*** Provided text

That's the problem -- it's a web log that contains a URL that could have
literally anything in it.  Anyone could put a base64 value as a random
query parameter.  I could have the M/R job ignore all fields that I don't
explicitly expect, but that's not very flexible and prevents me from
spotting possible abuse or user-error.  Is there any way for me to disable
ES's type-guessing or to provide a default guess?  I'd rather have ES
default to a string than to fail a M/R job because its type-guess was wrong.

Brian


On Thu, Mar 20, 2014 at 12:26 PM, Costin Leau <[email protected]> wrote:

> Then what you could do is to minimize the bulk size to say 100 documents,
> turn on logging and run your data through.
> This way you can catch the 'special' document in the act.
>
> As for expectations - Elasticsearch tries to guess the field type by
> looking at its value - it seems the base64 entry looks like a date, hence
> the error. You can avoid this by defining the field (either directly or
> through a template) in your mapping so it always gets mapped to a string.
> As a rule of thumb, whenever you want full control over the index, mapping
> is the way to do it.
>
>
>
> On 3/20/14 6:10 PM, Brian Stempin wrote:
>
>> I have unit tests for this MR job, and they show that the JSON output is
>> a string as I'd expect, so Gson is most likely
>> not the cause.
>>
>> I'm hesitant to show more code (owned by the work-place), but I can
>> describe it a little bit further:
>>
>>   * The mapper gets a W3C log entry
>>   * The log entry is broken into its components and put into document X
>>   * The request URL is then taken and broken down into its query
>> parameters and the key-value pairs are put into document Y
>>   * Some elements are then explicitly filtered from X and Y
>>   * Those two documents are placed inside of document Z, which is
>> ultimately what is serialized and sent to ES
>>
>>
>> We do have a base64 encoded param that we expect and handle
>> appropriately.  In this case, someone most likely sent it as
>> the wrong param name, hence why its making its way into document Y
>> without further processing.  Since its being sent as
>> a name that's not listed in the mapping, I expect it to just be treated
>> as a string.

******

### [Requirement]
Continue the Elasticsearch field-mapping thread above, starting after its last sentence.

*** Items

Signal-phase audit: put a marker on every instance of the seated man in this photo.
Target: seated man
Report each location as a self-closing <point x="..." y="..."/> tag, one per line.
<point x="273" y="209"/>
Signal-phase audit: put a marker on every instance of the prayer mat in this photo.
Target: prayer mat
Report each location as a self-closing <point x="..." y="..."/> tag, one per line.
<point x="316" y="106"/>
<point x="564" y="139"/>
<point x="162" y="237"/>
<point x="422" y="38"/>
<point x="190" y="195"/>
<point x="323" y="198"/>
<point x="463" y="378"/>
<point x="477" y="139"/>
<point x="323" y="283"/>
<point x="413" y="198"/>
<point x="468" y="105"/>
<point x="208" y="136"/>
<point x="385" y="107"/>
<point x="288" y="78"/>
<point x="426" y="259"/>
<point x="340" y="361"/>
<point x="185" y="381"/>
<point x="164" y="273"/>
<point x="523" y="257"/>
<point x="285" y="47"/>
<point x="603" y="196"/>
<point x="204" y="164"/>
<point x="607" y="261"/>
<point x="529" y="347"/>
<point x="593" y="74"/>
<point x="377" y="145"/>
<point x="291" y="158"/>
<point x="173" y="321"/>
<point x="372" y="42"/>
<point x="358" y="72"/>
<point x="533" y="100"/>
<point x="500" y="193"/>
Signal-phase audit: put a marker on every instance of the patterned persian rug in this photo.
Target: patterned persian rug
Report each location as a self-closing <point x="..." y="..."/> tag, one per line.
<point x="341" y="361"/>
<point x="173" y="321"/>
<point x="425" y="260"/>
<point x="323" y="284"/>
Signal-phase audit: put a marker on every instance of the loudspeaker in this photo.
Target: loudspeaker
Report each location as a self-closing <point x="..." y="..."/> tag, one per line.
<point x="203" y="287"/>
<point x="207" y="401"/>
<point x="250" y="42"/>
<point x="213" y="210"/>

******

### [Right answer]
>>
>> The only reason that I chose to go the Gson route vs building
>> MapWritables is that building MapWritables is terribly
>> verbose.  Also, it comes with the overhead of having to wrap each String
>> with a Text type, which just seems silly.
>>   Using the built-in JSON serializer is just not convenient in this case.
>>
>> Brian
>>
>>
>> On Thu, Mar 20, 2014 at 11:18 AM, Costin Leau <[email protected]<mailto:
>> [email protected]>> wrote:
>>
>>     My guess is that GSON adds the said field in its result. The base64
>> suggests that there's some binary data in the mix.
>>
>>     By the way, can you show up more of your code - any reason why you
>> create the JSON yourself rather than just pass
>>     logEntryMap to Es-Hadoop?
>>     It can create the json for you - which is what I recommend; unless
>> you have the JSON in HDFS, it's best to rely on
>>     es-hadoop to do it instead of an external tool.
>>
>>     Cheers,
>>
>>
>>     On 3/20/14 4:48 PM, Brian Stempin wrote:
>>
>>         Hi,
>>         All I'm doing is building a map and passing that to Gson for
>> serialization.  A snippet from my map method:
>>
>>         logEntryMap.put("cs(User-__Agent)", values[9]);
>>         context.write(NullWritable.__get(), new
>> Text(gson.toJson(logEntryMap))__);
>>
>>
>>         values[] is a String array.  Everything that goes into the map
>> that gets serialized is a string.
>>
>>         I do have es.input.json set to true.  This failure doesn't occur
>> until >100,000,000 records are in the index, so its
>>         happening late in the load process.  The part that I find strange
>> is that the field in question isn't in my
>>         mapping, and
>>         I've not touched the default mapping.  I'm not sure why it would
>> try to parse it as anything other than a string.
>>
>>         I'll turn on TRACE logging and see what happens.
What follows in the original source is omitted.